EXERCISE: Only the pictures are omitted; repeat all other data exactly.

RECORDS SUPPLIED:
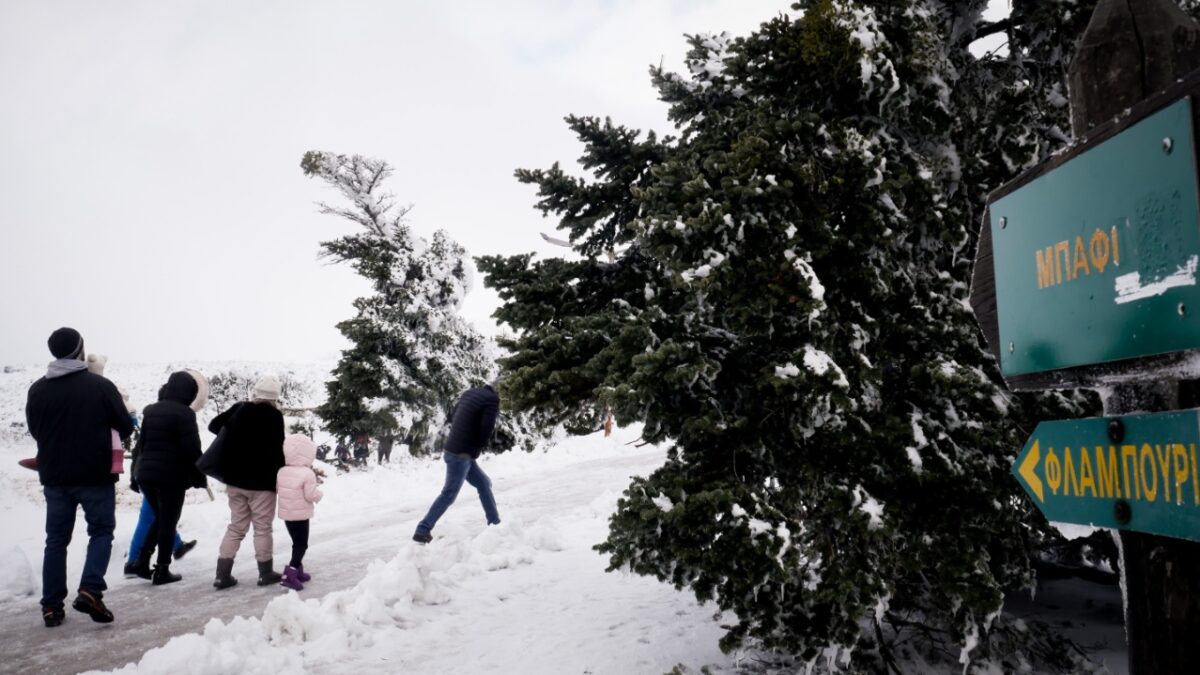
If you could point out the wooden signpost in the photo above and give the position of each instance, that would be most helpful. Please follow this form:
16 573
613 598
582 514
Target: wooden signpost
1086 275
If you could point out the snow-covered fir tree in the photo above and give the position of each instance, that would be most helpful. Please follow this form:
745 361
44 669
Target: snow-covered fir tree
787 309
412 353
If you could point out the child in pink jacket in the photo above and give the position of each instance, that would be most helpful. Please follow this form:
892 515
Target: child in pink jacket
297 488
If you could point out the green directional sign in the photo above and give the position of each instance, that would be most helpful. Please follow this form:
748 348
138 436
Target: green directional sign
1096 261
1137 472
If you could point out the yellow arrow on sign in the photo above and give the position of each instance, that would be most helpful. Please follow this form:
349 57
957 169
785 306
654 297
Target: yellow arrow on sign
1027 465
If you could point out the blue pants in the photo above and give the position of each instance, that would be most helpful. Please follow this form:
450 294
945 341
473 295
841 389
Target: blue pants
99 505
461 469
145 520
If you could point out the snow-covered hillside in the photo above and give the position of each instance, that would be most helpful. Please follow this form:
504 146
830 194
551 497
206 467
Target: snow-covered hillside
527 596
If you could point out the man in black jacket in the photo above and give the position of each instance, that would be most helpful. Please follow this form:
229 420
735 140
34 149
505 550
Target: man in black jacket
471 429
72 413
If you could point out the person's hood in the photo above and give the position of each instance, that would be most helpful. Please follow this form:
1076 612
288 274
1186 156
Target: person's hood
180 388
299 451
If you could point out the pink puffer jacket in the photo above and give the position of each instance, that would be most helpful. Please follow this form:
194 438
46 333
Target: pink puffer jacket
295 483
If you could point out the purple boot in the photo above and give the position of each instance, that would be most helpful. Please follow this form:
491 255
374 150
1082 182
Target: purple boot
292 579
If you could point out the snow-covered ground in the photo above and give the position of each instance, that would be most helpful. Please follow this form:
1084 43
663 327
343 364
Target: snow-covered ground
527 596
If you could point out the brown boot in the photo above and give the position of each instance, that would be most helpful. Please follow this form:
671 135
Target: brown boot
225 574
267 575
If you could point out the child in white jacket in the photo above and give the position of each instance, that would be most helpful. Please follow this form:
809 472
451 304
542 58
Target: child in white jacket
297 488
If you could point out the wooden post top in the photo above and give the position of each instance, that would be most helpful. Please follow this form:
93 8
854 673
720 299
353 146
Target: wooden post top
1131 51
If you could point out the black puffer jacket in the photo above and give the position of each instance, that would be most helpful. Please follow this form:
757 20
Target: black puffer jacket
474 419
253 446
72 417
171 440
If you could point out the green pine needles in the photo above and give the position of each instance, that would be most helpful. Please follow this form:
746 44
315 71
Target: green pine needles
785 304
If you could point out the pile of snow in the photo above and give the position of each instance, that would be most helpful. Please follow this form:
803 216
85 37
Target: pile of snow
297 635
16 574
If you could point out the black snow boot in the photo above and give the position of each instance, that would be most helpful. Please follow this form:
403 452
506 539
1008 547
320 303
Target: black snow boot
267 575
162 575
225 574
142 567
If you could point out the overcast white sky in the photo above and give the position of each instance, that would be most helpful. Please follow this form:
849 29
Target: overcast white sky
150 191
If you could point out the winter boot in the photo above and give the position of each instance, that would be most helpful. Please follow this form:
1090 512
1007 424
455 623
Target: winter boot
267 574
183 549
142 566
292 579
93 604
225 574
53 616
162 575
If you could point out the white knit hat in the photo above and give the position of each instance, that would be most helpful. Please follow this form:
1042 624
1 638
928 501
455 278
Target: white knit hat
96 363
268 388
202 389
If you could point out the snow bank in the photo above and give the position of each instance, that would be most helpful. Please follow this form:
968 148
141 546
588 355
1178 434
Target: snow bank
295 635
16 574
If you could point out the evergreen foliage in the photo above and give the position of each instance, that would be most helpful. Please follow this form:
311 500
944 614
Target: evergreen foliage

FINAL RESULT:
If you could point out the wooden signpost in the photo above and give the position of each instance, that would be most helpful. Please follow this form:
16 573
613 598
582 514
Target: wooden signpost
1086 275
If you could point out the snow-covered fir tree in the photo above and give the position of each instance, that would be most helpful. Please follow this form:
745 361
44 669
Target: snow-covered fir tree
787 309
412 353
If you could point out the child in pink jacket in the photo above and give the position of each instance, that would be most helpful. Please follow this form:
892 515
Target: child in pink jacket
297 488
If you could point out the green directional sign in the photo above and give the position of each instance, that would be most helpful. Please follow this form:
748 348
138 436
Target: green directional sign
1096 261
1137 472
If you could point out the yellow arrow on sign in the photo above and give the position of each instance, that would be most helpful. Please follow this form:
349 57
957 169
785 306
654 297
Target: yellow arrow on sign
1027 465
If you could point out the blue pants in the photo above and give the position of each instance, that would be most helpful. Please follow this form:
450 294
945 341
473 295
841 389
Target: blue pants
99 505
461 469
145 520
If you could point out the snow-covered hillside in the photo above and give the position of each instance, that would be most helpful. Please follow this form:
504 146
830 194
551 497
206 467
Target: snow-covered hillside
527 596
If you could point out the man in black jacket in the photo above and give the position of each instance, that would be most helpful. Please follow this form:
229 420
735 140
34 149
505 550
Target: man in black jacket
471 429
72 413
If you could point out the person's hood in the photo above and give the position of each instance, that would be most helpful. Please follow this form:
1076 612
288 274
1186 156
Target: person's hood
180 388
299 451
If you could point out the pink puffer jacket in the photo above and give the position of each instance, that would be most helpful. Please follow this form:
194 438
46 333
Target: pink puffer jacket
295 483
If you could point out the purple boot in the photo above and give the position of each instance, that would be most helpful. Please follow this form:
491 255
374 150
1082 182
Target: purple boot
292 579
If you could point out the snow-covered ground in the photo above and give the position of each instance, that would be most helpful. Please follow this form:
1084 43
663 327
343 364
Target: snow-covered ground
527 596
If you could point out the brown boot in the photo above and give the position of each instance, that would be most helpful. Please follow this form:
671 135
Target: brown boot
225 574
267 575
If you could point out the child in white jacket in the photo above and give the position of each instance, that would be most helpful. Please follow this form:
809 472
451 304
542 58
Target: child in white jacket
297 488
If you could point out the wooden post top in the photo above and give the position of each instance, that would be most helpful. Please follow this form:
93 8
854 673
720 299
353 146
Target: wooden post top
1131 51
If you could point out the black puffer jacket in the photo above and give the position of each instance, that would be most helpful. Please follow this form:
757 20
Target: black puffer jacket
474 419
253 446
72 417
171 440
If you could point out the green pine needles in the photo above and give the position of each instance, that would be most helpful. Please follow this form:
746 44
315 71
Target: green pine needles
785 304
If you could point out the pile of snow in the photo above and give the position of each instance, that would be most helpful. Please follow this form:
803 216
85 37
Target: pile of snow
297 635
16 574
If you could point out the black snow boot in the photo above and give the position of each instance, that would be most helpful. Please follow this form:
403 452
506 539
1008 547
320 303
Target: black snow boot
267 575
162 575
225 574
142 567
If you could point out the overcast white sky in the photo above and give the position of each instance, that would be most helpful. Please follow this form:
849 29
Target: overcast white sky
150 191
If you could point out the winter boot in the photo above and give the position of each instance, that would be most helpful. Please follow this form:
1090 512
1007 424
455 623
Target: winter boot
267 574
183 549
142 566
292 579
93 604
225 574
53 616
162 575
If you could point out the white knit hat in the photo above and give the position of each instance, that would be most helpful. Please follow this form:
1042 624
1 638
928 501
455 278
Target: white knit hat
96 363
268 388
202 389
If you could point out the snow bank in the photo above and give the position of each instance, that would be most helpful. Please follow this form:
968 148
141 546
588 355
1178 434
Target: snow bank
295 635
16 574
If you could point out the evergreen foliage in the photo above and give the position of each instance, that would be most helpful. Please follow this form:
311 500
944 614
Target: evergreen foliage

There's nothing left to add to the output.